→ **Task directions**
All entries are to be given again verbatim.

→ **Input records**
╭──

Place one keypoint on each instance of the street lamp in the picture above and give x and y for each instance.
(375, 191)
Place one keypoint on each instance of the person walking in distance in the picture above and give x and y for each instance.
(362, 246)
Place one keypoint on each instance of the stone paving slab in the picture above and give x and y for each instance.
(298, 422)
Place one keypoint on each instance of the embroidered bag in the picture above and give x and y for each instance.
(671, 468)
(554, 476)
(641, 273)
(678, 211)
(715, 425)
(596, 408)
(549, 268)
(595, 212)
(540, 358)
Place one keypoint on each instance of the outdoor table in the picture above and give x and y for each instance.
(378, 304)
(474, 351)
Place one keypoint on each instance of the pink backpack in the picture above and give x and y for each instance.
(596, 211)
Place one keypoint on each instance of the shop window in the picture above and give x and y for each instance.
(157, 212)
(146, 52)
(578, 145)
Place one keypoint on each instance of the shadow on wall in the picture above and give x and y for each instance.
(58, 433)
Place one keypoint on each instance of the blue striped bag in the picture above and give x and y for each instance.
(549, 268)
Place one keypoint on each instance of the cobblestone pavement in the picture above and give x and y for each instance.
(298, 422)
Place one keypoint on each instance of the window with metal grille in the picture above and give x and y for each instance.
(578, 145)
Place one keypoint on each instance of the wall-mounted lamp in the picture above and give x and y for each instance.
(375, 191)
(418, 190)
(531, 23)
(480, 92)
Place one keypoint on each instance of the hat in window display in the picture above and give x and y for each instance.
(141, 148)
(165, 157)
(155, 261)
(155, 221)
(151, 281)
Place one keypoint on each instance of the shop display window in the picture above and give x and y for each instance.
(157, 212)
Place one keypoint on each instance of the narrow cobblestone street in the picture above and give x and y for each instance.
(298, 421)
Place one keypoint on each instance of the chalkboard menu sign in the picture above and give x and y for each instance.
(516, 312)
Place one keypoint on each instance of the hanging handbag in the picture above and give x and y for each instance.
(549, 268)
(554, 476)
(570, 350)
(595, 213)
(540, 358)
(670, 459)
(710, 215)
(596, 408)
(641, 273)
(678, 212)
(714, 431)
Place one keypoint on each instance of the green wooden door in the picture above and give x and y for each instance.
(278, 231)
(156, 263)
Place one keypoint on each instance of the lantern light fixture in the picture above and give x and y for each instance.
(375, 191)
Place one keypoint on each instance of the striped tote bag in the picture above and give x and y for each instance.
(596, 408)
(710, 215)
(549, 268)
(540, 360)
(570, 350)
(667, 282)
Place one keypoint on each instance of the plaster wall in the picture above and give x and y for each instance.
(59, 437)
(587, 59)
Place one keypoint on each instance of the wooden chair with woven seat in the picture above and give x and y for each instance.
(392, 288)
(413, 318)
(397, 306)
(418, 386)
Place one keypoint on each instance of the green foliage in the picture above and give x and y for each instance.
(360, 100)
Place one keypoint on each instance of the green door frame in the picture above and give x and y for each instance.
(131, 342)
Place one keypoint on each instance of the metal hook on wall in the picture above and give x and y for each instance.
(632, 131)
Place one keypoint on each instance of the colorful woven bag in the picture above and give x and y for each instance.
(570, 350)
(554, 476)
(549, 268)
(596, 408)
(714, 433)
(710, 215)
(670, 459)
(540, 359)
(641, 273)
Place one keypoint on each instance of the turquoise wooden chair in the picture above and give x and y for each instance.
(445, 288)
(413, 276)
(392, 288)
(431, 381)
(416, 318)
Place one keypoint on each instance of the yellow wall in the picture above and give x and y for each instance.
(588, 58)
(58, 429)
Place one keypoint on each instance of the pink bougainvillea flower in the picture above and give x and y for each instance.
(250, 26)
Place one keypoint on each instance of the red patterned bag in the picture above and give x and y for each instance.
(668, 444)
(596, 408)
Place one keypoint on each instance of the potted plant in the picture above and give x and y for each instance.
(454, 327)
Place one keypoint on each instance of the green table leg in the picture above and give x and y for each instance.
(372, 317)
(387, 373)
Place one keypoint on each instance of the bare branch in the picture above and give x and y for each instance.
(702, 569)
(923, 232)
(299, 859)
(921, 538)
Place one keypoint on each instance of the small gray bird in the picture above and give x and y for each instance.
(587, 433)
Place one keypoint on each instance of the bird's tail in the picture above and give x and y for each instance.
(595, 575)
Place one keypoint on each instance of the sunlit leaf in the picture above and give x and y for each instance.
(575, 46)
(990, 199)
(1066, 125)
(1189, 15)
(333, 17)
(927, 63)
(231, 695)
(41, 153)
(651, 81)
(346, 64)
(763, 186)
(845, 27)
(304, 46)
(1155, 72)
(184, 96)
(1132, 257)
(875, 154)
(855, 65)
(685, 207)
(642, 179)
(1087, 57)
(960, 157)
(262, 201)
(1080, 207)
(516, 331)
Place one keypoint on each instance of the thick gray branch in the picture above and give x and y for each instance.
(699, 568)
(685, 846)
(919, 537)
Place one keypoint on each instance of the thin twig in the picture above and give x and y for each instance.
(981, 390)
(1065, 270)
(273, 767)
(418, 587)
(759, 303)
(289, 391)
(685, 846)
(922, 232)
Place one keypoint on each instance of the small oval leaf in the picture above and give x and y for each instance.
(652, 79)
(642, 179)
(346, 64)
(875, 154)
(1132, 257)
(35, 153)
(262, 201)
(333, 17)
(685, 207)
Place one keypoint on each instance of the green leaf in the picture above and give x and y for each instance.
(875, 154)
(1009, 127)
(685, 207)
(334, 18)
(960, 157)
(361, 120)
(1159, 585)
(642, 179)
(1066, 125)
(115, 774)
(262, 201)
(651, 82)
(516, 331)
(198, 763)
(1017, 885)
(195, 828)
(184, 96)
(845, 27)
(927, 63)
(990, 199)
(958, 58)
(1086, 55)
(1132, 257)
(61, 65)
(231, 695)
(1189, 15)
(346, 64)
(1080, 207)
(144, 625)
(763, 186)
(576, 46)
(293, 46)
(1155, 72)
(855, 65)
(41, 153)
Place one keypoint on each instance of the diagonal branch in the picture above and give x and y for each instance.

╰──

→ **The completed task**
Place one keypoint on each instance of the street lamp in the picture above and give x and y for each instance.
(375, 191)
Place one keypoint on each instance of the person walking in distance in the picture above and give x and y for each instance.
(362, 246)
Place one keypoint on each instance of the stone paving slab in the picture above and give x and y for each instance.
(298, 422)
Place one keypoint on each instance of the embroidered bag in the picture above and give x and y for each instance.
(671, 468)
(554, 476)
(641, 273)
(678, 211)
(715, 425)
(596, 408)
(549, 268)
(595, 212)
(540, 358)
Place one keypoint on each instance of the outdoor table in the picture above and give x and y for each instance.
(378, 304)
(474, 351)
Place one keypoint on each instance of the pink backpack in the picture above and give x and y for each instance.
(596, 211)
Place one keypoint on each instance of the shop window in the picture above and give x and y for each instance.
(157, 212)
(146, 52)
(578, 145)
Place one keypoint on each instance of the shadow on wall in the picture above and give x and y for each instance.
(58, 433)
Place one keypoint on each instance of the blue striped bag in the picture above and give x and y for each instance.
(549, 268)
Place one keypoint on each instance of the cobblestone pavement in the picture above and give x and y for each instance.
(298, 422)
Place one keypoint on each instance of the window with metal grille in the picture above and give x and y for each instance.
(578, 145)
Place one keypoint on each instance of the wall-mounted lamp in the picture above and give x and y for each instance.
(375, 191)
(418, 190)
(531, 23)
(480, 92)
Place one keypoint on each instance of the hat in window display in the picture above and give x and y for each instance.
(141, 148)
(165, 157)
(155, 261)
(155, 221)
(151, 281)
Place one keypoint on each instance of the shop display window in the picture above and give x and y for each instance.
(157, 212)
Place one keypoint on each instance of the narrow cobblestone street in the picture above and give x and y for each instance.
(298, 421)
Place one keypoint on each instance of the chalkboard menu sign in the picture above and give x and y for each instance.
(516, 312)
Place one keypoint on each instance of the hanging handbag in the picture above and give x and y for each instance.
(549, 268)
(554, 476)
(570, 350)
(595, 213)
(540, 358)
(670, 459)
(710, 215)
(596, 408)
(641, 273)
(678, 212)
(714, 431)
Place one keypoint on each instance of the green wooden door in the picture above and give x and y for each instance.
(278, 231)
(156, 263)
Place one keypoint on each instance of the lantern light fixture in the picture above and give x and y for each instance.
(375, 191)
Place one keypoint on each instance of the striped tote bag in the picture above and give x and y for each instance.
(596, 408)
(710, 215)
(549, 268)
(540, 360)
(570, 350)
(667, 282)
Place one keypoint on each instance of the plaster wall in the picture above and give x and y for each instance.
(59, 437)
(587, 59)
Place one keypoint on each instance of the wooden chair with woven seat in the picture above and give x and y for each instance.
(392, 288)
(413, 318)
(397, 306)
(418, 386)
Place one keypoint on each instance of the green foliage in the picture above and give x and y for each instance.
(360, 100)
Place one keypoint on each instance of the green door frame in the picture above and give x and y for each instance.
(131, 342)
Place one keypoint on each instance of the metal hook on wall in the picture above and give x and y for each instance.
(632, 131)
Place one keypoint on each instance of the colorful woven bag in the picture above and give x and y for each instance.
(570, 350)
(554, 476)
(549, 268)
(596, 408)
(714, 433)
(710, 215)
(670, 459)
(540, 359)
(641, 273)
Place one keypoint on each instance of the turquoise wooden chair in the picture above and give x and y for each instance.
(445, 288)
(413, 276)
(392, 288)
(431, 381)
(416, 318)
Place one keypoint on each instance of the yellow wall in the picture above and give x and y for each instance.
(588, 58)
(58, 429)
Place one keypoint on each instance of the pink bougainvillea flower in the picture above and give x and y for each instance.
(250, 26)
Place one keypoint on each instance of the red patterned bag in the picture above and give x and y for each instance.
(668, 444)
(596, 408)
Place one keypoint on each instance of the potted plant in the picture above and give x and y for each instance.
(454, 327)
Place one keypoint on each instance of the green table leg in the picture above and give x and y for each instance.
(372, 317)
(387, 373)
Place one keypoint on each instance of the bare branch in the picture above and give x and y for each instance.
(702, 569)
(923, 232)
(299, 859)
(921, 538)
Place one keypoint on each instance of the small gray bird in the picture above and give x and y for each instance.
(587, 433)
Place one keypoint on each instance of the bird's tail in the picture above and give x and y for each instance.
(595, 575)
Place one keypoint on each instance of the sunlit leaf in the picture above and give x and y for each instance.
(575, 46)
(990, 199)
(1066, 125)
(1189, 15)
(333, 17)
(927, 63)
(231, 695)
(41, 153)
(651, 81)
(346, 64)
(763, 186)
(845, 27)
(304, 46)
(1155, 72)
(184, 96)
(1132, 257)
(875, 154)
(855, 65)
(685, 207)
(642, 179)
(1087, 57)
(960, 157)
(262, 201)
(1080, 207)
(516, 331)
Place one keypoint on each instance of the thick gray branch in the picture above and give x and y for each instance.
(699, 568)
(685, 846)
(919, 537)
Place one keypoint on each instance of the thin twig in the picture above and give x and y for each instance.
(981, 390)
(1065, 270)
(273, 767)
(418, 587)
(759, 303)
(289, 391)
(685, 846)
(922, 232)
Place one keypoint on each instance of the small oval leaf in the picture above and give x and y for each instance.
(652, 79)
(642, 179)
(346, 64)
(875, 154)
(1132, 257)
(35, 153)
(262, 201)
(333, 17)
(685, 207)
Place one keypoint on each instance of the green leaf in the picture above and give x and y for each instance.
(875, 154)
(1009, 127)
(685, 207)
(334, 18)
(960, 157)
(361, 120)
(1159, 585)
(642, 179)
(1066, 125)
(115, 774)
(262, 201)
(651, 82)
(516, 331)
(198, 763)
(1017, 885)
(195, 828)
(184, 96)
(845, 27)
(927, 63)
(990, 199)
(958, 58)
(1086, 55)
(1132, 257)
(61, 65)
(231, 695)
(1189, 15)
(346, 64)
(1080, 207)
(144, 625)
(763, 186)
(576, 46)
(293, 46)
(1155, 72)
(855, 65)
(41, 153)
Place one keypoint on each instance of the diagonal branch in the picture above and give x and y for each instance.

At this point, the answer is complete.